- _VORLIEGENDER TEXT_:
# # #

Es folgt einchecken in der Lodge, sprich Anmeldezettel ausfüllen und bezahlen (70 Dollar für Abholung in Medway, Übernachtung im Mehrbettzimmer, Frühstück im Appalachian Trail Cafe, und Absetzen am Fuße von Mt Katahdin - ein angemessener Preis) aussuchen eines Bettes und ‚Inbesitznahme’ desselben und zu guter Letzt das obligatorische Nadelstecken. Auf einer großen USA-Karte an der Wand steckt jeder seine Nadel an seinen Herkunftsort. Natürlich gibt es für Weitgereiste auch eine Weltkarte. Ich stecke 2 Nadeln: Eine im Südosten Texas und eine in Süddeutschland. Ein Versuch meine Frau anzurufen um ihr mitzuteilen daß ich heil angekommen bin schlägt fehl, da mein Handy keinen Service hat - komisch, denn ein Kollege hat den selben Provider (AT&T) und hat vollen Empfang! Ist mein Handy kaputt? Ich krieg die Information, daß ich hier von der Lodge telefonieren kann, free long distance - alles innerhalb der USA; wovon ich dann Gebrauch mache. Mehr oder weniger hungrig begebe ich mich mit den beiden Jungs aus NC auf den Weg ins Dorf um etwas Essbares ausfindig zu machen, die Auswahl ist nicht gerade üppig, aber wir sind auch nicht besonders wählerisch und entscheiden uns für Pizza. In dem kleinen gemütlichen Restaurant erfahre ich dann, daß die beiden gerade mit der Schule (College) fertig sind, ich schätze sie so auf 21-22, und sie, bevor es ins Berufsleben geht eben den AT wandern wollen. In North Carolina aufgewachsen ist ihnen der AT vertraut und bekannt. Auf der Wandkarte in der Lodge war auffällig, wie sich die Nadeln entlang des Trails überhäufen und ja größer die Entfernung zum Trail, desto ‚dünner’ die Nadeln - ich glaube in Texas steckten 4 oder 5. Naja, Texaner sind glaub auch nicht so begnadeten Wanderer. ;-)
Natürlich unterhalten wir uns auch über unsere Beweggründe und wie wir uns grad so fühlen. Es tut gut auszusprechen, daß wir alle grad unheimlich angespannt sind, ob des großen Abenteuers auf das wir uns da eingelassen haben - what have I brought myself into? Und wir sind uns alle einig, daß das Zitat von John Wayne: „Courage is, when you’re scared to death but saddle up anyways“ (Mut ist, wenn Du eine Heidenangst hast aber trotzdem losreitest) im Moment sehr passend ist. Schließlich haben wir alle die Hosen voll, werden aber nichtsdestotrotz morgen aufsatteln und losreiten - sprich Mt. Katahdin besteigen und von da aus Richtung Süden in die Wildnis marschieren.

# # #

- _AUFGABE_: Gib die Passage aus dem Wanderbericht wieder, die mit "Natürlich unterhalten wir" beginnt und bis einschließlich "die Wildnis marschieren." reicht. Ersetze dabei "Heidenangst" durch "Riesenangst".

- _AUSZÜGE DER DATENSÄTZE_:
# # #

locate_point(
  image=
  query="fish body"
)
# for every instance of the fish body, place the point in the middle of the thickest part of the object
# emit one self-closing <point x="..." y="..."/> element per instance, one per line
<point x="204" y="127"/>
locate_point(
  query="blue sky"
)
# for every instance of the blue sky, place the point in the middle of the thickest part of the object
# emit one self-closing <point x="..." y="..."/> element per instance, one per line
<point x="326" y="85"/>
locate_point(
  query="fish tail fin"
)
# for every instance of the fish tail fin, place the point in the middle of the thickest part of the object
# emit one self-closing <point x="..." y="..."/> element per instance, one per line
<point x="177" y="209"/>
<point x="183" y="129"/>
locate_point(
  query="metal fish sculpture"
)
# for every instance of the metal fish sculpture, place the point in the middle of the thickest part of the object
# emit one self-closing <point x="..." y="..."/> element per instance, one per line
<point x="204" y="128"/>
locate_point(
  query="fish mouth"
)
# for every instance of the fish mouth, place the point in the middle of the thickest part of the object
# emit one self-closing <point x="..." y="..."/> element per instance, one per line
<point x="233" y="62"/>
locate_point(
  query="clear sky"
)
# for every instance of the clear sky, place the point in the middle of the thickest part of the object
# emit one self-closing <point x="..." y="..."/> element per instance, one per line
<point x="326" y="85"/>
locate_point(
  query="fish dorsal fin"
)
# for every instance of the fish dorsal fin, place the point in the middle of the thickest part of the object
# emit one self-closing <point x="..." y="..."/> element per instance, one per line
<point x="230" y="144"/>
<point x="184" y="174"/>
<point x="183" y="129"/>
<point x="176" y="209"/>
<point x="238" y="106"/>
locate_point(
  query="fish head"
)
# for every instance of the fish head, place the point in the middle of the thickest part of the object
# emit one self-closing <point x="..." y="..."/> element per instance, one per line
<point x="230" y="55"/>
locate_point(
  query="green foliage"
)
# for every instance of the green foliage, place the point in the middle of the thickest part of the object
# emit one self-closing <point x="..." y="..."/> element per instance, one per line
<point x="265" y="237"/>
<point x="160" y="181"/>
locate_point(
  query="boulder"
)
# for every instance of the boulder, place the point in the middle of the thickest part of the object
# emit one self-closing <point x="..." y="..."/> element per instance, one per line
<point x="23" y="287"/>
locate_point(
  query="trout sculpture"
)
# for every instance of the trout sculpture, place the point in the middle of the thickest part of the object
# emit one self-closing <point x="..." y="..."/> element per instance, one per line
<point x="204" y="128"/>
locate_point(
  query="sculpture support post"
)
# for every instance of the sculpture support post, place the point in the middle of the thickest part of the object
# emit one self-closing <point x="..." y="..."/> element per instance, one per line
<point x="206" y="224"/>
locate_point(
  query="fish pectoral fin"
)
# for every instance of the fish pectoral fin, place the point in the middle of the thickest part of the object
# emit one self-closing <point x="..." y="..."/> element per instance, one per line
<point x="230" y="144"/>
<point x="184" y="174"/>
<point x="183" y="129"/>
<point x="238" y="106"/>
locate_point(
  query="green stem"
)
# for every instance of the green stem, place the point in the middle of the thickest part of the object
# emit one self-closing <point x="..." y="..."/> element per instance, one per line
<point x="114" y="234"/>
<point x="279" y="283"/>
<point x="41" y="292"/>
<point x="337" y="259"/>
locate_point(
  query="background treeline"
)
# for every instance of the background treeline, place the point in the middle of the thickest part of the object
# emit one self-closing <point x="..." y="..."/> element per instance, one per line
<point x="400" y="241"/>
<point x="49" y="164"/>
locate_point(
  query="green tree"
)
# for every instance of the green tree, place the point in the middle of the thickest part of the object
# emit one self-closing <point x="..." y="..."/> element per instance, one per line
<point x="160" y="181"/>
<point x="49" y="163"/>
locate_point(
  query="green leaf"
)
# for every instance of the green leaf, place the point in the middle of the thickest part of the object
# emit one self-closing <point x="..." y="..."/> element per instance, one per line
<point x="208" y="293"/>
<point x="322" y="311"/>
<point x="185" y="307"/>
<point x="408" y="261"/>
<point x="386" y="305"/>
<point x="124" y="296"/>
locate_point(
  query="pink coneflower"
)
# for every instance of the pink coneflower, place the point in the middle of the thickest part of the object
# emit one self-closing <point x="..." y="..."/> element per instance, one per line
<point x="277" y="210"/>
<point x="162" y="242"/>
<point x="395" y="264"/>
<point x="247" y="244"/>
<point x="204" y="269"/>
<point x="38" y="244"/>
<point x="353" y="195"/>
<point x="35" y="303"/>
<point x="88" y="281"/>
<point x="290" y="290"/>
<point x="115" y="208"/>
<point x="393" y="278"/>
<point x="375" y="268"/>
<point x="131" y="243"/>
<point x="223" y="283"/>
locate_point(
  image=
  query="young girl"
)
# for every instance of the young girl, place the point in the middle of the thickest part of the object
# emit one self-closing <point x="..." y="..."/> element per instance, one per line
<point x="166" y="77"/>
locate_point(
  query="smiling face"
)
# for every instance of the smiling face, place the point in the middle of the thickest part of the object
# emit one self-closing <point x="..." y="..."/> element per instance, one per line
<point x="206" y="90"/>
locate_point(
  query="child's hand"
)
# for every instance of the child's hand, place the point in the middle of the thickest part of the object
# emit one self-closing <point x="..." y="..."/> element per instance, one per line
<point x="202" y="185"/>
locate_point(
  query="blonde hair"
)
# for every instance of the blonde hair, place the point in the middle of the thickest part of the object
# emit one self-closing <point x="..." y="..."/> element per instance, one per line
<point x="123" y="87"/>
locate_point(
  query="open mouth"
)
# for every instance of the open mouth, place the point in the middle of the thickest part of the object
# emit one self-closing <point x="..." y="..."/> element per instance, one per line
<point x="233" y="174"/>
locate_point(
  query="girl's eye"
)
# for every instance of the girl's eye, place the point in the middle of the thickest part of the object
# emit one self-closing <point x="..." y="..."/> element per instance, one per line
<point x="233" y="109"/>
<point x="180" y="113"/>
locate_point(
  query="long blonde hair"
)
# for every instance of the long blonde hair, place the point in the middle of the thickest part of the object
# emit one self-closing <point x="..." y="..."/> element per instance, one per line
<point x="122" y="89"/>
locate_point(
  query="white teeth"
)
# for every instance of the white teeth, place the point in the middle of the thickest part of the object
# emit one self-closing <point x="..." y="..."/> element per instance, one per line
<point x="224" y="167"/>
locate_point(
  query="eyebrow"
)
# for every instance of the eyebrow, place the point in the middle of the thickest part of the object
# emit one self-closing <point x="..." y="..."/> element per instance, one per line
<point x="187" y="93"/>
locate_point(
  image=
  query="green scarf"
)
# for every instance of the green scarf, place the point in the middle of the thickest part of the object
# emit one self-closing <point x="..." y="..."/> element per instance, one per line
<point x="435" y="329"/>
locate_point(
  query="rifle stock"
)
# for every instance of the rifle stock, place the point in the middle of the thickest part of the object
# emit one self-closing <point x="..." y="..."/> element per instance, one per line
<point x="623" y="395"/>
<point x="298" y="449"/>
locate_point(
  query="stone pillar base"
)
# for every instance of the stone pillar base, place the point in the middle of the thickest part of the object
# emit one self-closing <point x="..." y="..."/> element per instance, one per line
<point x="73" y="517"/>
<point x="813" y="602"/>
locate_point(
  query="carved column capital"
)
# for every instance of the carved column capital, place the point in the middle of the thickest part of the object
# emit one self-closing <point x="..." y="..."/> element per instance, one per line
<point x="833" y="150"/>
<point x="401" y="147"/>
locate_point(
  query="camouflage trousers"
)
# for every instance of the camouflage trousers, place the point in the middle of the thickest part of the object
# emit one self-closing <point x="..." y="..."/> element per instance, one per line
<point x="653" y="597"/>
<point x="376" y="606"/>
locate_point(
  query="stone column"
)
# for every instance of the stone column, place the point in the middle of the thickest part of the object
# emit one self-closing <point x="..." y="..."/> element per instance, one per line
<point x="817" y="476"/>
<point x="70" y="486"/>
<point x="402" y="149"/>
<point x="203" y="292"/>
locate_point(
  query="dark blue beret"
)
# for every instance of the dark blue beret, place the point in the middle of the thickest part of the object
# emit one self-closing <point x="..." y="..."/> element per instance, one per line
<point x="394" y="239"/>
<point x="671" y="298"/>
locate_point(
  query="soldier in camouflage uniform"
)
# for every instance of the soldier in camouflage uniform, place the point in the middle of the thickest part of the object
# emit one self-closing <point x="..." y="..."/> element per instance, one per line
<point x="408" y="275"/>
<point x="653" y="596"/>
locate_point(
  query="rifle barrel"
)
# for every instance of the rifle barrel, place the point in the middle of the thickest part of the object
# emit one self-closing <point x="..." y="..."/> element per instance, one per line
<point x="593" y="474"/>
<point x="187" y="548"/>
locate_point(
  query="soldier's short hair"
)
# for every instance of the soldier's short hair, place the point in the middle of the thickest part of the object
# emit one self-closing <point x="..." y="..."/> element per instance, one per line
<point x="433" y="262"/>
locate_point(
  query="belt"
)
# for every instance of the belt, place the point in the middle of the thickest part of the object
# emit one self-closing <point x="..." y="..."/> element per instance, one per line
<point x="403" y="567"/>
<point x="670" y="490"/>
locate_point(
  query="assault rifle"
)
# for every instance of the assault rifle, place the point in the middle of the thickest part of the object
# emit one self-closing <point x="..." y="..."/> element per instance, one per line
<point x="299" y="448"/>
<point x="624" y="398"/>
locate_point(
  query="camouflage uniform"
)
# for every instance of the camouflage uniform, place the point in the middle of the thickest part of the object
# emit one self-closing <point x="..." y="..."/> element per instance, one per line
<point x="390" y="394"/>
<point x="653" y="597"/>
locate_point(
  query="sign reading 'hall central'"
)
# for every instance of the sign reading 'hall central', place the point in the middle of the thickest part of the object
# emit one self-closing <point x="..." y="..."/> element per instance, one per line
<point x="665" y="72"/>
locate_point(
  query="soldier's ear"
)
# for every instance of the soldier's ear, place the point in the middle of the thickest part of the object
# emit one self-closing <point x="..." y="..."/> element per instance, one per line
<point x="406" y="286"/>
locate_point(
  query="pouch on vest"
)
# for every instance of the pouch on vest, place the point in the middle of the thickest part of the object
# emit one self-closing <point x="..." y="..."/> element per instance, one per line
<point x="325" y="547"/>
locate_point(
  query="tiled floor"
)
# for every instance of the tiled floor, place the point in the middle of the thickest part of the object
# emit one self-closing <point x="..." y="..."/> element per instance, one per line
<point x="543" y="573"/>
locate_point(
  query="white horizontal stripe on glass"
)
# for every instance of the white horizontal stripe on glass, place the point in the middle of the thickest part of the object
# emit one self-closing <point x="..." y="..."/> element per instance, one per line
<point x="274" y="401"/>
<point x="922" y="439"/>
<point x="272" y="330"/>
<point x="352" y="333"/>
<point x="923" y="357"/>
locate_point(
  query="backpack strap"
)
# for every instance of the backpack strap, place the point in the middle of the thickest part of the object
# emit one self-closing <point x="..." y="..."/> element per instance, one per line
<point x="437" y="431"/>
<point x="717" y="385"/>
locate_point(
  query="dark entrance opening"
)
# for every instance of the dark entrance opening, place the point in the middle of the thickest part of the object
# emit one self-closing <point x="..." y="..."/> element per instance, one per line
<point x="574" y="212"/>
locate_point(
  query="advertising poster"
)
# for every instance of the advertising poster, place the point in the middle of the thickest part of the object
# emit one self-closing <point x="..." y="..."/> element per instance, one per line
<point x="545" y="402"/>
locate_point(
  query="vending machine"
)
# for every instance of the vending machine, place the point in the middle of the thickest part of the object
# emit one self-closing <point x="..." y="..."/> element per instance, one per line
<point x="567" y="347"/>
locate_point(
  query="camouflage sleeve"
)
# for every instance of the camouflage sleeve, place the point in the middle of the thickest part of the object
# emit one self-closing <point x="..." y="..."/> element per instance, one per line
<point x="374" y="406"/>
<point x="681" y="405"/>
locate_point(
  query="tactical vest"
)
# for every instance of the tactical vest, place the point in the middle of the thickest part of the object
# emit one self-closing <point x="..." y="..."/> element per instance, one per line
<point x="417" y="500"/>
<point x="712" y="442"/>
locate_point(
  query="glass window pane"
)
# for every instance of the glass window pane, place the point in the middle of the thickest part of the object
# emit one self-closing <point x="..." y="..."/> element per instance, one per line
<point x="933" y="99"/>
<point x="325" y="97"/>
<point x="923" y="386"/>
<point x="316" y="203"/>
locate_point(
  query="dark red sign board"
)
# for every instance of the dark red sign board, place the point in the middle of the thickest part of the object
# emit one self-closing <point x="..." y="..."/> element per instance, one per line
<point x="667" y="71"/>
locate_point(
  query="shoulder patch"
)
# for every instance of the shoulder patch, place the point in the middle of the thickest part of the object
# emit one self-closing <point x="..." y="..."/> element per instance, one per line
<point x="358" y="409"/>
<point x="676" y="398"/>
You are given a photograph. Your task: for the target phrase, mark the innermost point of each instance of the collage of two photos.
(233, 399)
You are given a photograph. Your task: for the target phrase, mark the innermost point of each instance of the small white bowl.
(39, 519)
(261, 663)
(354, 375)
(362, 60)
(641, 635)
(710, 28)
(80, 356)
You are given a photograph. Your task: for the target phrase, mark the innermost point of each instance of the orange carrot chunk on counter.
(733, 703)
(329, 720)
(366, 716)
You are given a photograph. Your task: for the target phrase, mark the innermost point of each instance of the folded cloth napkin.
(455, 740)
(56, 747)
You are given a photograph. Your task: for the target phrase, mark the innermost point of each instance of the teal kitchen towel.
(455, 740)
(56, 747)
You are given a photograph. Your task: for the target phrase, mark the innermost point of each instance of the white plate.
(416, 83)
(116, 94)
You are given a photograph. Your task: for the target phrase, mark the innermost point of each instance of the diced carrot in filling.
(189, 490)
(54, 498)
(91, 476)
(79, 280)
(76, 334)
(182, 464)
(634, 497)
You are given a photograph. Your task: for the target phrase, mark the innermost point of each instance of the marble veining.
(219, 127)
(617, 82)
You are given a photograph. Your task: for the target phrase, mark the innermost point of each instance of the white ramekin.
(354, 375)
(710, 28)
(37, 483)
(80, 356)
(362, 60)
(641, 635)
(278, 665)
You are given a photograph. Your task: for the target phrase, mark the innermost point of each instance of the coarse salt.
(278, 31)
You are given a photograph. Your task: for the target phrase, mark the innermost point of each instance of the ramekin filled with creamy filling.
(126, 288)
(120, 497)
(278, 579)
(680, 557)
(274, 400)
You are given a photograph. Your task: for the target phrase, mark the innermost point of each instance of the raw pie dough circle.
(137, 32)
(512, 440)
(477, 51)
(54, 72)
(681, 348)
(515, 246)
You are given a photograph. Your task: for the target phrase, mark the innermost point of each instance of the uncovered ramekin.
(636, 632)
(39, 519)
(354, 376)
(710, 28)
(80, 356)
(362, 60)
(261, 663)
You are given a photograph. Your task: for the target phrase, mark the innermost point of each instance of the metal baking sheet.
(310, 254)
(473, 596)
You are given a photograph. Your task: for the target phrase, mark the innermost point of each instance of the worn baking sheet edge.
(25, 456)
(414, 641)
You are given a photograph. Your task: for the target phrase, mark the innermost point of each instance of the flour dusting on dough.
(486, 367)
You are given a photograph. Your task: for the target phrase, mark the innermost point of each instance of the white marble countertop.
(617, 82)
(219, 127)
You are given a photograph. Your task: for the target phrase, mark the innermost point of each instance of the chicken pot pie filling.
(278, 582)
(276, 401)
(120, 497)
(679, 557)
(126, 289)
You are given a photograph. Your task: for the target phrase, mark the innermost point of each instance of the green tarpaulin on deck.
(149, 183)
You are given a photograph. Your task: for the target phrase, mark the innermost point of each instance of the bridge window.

# # #

- _LÖSUNG_:
Natürlich unterhalten wir uns auch über unsere Beweggründe und wie wir uns grad so fühlen. Es tut gut auszusprechen, daß wir alle grad unheimlich angespannt sind, ob des großen Abenteuers auf das wir uns da eingelassen haben - what have I brought myself into? Und wir sind uns alle einig, daß das Zitat von John Wayne: „Courage is, when you’re scared to death but saddle up anyways“ (Mut ist, wenn Du eine Riesenangst hast aber trotzdem losreitest) im Moment sehr passend ist. Schließlich haben wir alle die Hosen voll, werden aber nichtsdestotrotz morgen aufsatteln und losreiten - sprich Mt. Katahdin besteigen und von da aus Richtung Süden in die Wildnis marschieren.